Directions. Return a copy of every line in the records that includes the word "shrub".

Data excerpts
====

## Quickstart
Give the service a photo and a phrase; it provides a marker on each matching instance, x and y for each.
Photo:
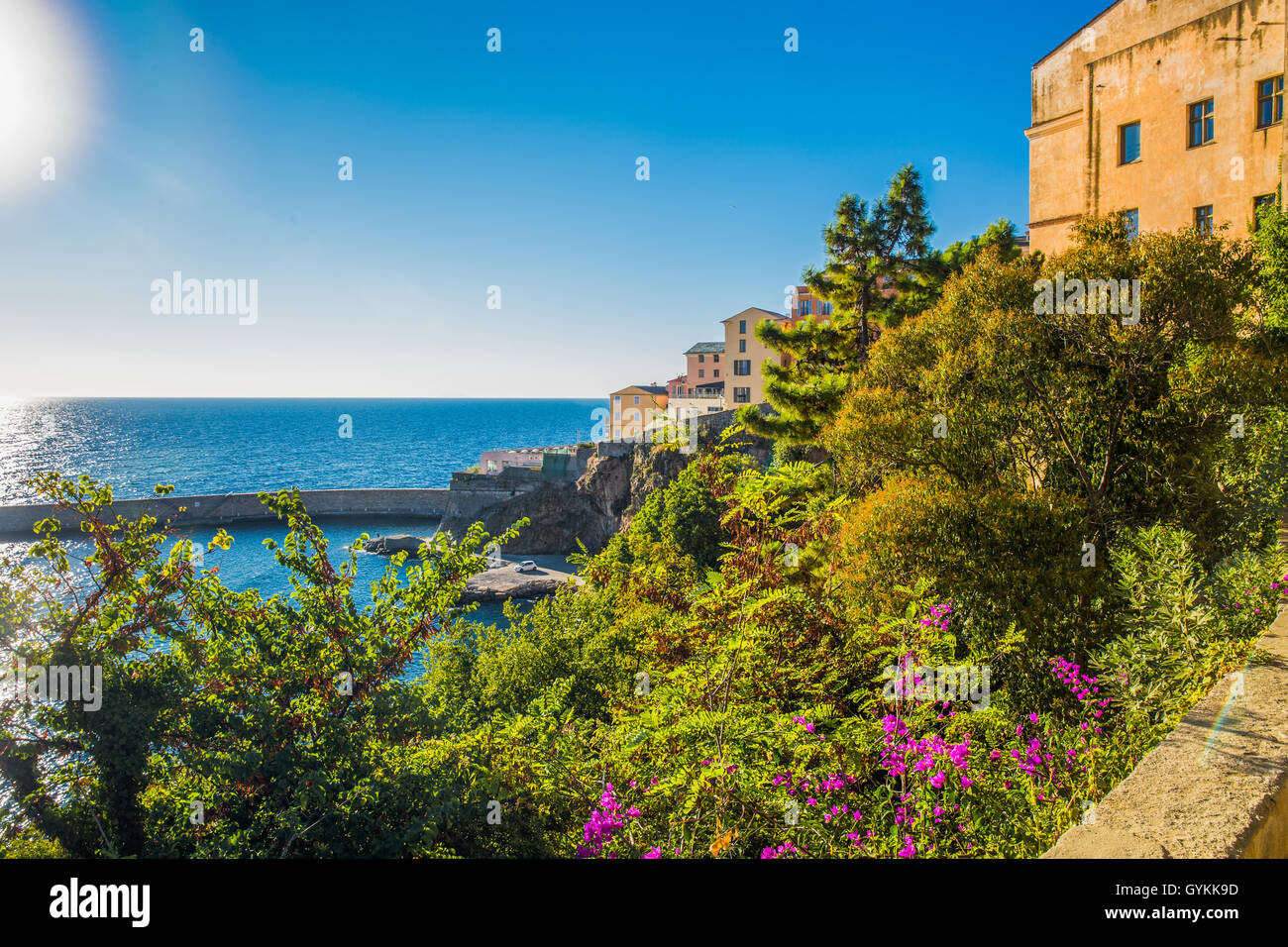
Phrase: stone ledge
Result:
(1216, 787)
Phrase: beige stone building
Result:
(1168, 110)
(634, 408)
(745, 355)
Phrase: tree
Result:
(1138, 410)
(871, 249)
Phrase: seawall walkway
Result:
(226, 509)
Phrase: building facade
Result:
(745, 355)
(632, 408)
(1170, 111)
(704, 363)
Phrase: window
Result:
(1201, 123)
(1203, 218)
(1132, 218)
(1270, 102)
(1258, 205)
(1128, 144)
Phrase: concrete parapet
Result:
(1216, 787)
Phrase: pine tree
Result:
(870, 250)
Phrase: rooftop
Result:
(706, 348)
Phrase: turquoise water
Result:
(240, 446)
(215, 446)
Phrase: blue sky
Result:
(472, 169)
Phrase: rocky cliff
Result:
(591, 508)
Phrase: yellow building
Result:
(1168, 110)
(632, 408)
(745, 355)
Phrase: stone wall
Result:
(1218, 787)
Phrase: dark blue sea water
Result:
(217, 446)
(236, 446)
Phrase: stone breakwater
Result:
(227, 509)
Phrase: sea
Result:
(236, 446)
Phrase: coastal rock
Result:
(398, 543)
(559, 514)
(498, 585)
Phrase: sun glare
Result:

====

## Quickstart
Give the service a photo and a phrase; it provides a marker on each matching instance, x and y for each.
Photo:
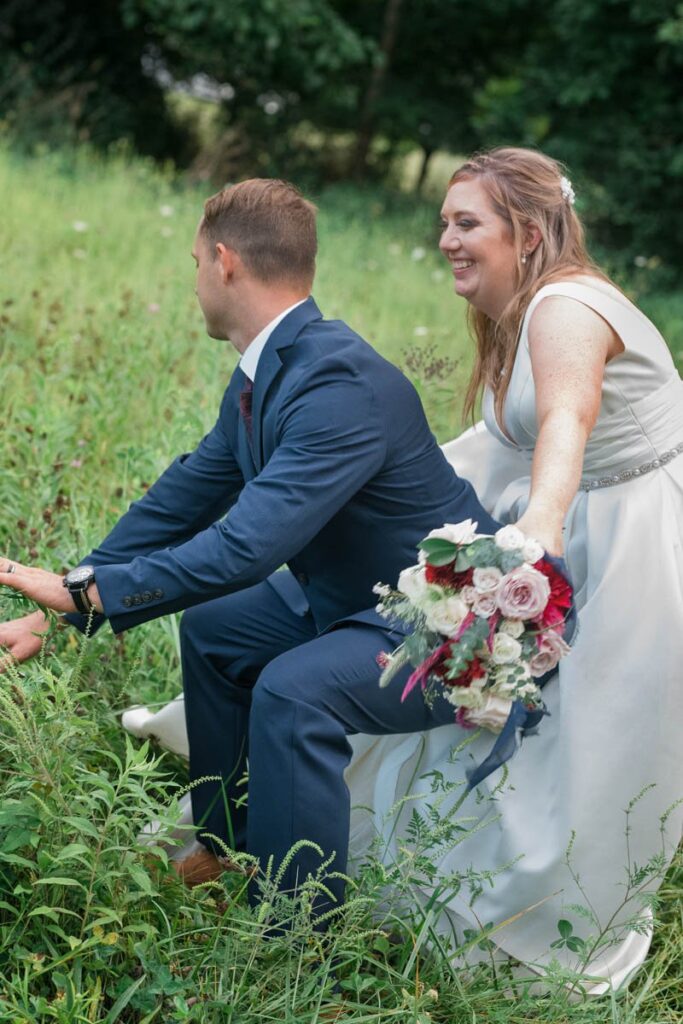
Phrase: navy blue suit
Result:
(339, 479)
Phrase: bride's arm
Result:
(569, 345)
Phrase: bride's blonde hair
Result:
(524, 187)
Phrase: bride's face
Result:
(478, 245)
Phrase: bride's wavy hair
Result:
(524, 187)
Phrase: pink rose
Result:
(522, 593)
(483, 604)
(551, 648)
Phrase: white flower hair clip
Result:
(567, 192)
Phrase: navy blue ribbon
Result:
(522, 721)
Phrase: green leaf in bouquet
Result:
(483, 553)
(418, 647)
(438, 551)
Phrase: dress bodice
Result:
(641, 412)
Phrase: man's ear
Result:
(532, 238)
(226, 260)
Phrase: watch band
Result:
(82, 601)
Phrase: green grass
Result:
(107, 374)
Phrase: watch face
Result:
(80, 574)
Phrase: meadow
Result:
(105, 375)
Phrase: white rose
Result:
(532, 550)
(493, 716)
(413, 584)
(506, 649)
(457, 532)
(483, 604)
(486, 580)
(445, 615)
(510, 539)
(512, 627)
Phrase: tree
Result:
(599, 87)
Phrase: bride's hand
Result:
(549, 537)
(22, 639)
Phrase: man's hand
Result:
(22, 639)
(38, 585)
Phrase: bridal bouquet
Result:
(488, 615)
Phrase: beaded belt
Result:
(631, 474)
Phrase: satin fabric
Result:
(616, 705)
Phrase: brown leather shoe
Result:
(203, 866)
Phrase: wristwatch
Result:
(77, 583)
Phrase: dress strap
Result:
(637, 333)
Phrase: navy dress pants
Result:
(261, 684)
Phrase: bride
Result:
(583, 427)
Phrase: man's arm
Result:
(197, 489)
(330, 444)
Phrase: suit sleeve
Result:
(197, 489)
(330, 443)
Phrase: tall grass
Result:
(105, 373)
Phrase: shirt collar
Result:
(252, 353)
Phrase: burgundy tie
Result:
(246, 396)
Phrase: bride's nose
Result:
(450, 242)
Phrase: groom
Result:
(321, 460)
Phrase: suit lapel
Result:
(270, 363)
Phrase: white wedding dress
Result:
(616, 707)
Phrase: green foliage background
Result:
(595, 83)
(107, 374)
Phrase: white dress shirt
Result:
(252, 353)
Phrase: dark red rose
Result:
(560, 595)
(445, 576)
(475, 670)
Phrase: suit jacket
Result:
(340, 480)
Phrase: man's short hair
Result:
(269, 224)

====

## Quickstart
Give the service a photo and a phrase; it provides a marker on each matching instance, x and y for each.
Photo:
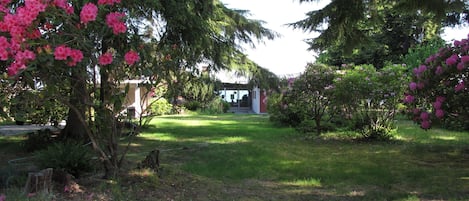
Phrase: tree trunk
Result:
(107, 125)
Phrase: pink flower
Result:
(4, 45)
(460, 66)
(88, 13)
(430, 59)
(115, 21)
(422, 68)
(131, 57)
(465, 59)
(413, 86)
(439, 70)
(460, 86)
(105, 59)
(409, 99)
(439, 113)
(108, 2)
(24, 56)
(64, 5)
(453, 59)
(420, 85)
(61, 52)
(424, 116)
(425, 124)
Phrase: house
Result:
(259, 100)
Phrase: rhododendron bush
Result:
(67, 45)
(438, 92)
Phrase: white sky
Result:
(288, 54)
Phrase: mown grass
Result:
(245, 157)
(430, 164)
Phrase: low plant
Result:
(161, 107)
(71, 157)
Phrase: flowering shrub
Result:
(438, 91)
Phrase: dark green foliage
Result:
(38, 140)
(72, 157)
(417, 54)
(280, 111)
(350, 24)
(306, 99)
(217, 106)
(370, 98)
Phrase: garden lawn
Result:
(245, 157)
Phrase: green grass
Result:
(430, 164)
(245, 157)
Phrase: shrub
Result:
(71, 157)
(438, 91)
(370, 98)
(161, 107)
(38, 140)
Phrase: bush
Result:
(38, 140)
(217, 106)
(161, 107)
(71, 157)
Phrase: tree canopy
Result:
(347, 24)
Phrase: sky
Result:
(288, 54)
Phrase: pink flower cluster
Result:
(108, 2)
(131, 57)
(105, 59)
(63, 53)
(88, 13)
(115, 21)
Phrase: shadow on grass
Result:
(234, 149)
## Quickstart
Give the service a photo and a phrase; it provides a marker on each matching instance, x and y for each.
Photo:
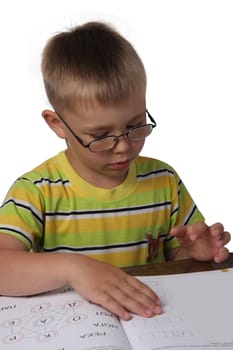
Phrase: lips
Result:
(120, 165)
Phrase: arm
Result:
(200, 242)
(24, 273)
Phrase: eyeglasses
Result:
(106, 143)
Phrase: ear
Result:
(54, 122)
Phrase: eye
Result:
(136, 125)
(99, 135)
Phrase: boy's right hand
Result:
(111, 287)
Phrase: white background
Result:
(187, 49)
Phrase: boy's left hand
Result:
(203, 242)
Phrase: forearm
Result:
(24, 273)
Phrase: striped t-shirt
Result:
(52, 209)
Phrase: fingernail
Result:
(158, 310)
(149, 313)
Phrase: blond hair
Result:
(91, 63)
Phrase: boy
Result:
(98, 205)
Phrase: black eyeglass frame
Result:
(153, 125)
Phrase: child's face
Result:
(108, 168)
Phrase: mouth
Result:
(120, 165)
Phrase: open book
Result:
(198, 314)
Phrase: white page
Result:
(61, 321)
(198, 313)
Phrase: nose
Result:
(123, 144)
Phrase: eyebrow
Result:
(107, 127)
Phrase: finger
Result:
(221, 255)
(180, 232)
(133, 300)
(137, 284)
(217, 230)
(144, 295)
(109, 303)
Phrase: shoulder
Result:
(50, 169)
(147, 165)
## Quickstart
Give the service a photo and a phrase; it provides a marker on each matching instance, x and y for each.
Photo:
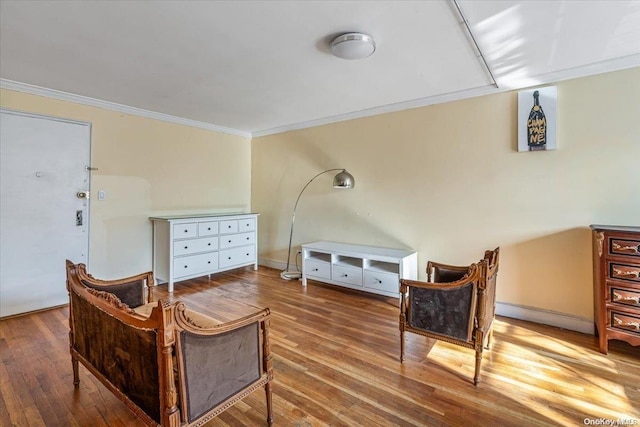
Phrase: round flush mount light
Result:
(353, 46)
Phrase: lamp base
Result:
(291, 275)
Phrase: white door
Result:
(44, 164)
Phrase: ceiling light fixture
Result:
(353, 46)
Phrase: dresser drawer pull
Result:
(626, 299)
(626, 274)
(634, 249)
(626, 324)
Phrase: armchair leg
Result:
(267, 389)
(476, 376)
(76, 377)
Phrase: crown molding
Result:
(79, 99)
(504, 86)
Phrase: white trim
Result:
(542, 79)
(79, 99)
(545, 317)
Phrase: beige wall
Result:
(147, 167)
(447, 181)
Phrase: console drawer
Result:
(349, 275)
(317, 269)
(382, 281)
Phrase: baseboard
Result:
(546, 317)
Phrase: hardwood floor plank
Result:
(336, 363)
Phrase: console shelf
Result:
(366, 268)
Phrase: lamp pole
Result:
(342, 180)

====

Solved exercise.
Phrase: flowering shrub
Phrase: shrub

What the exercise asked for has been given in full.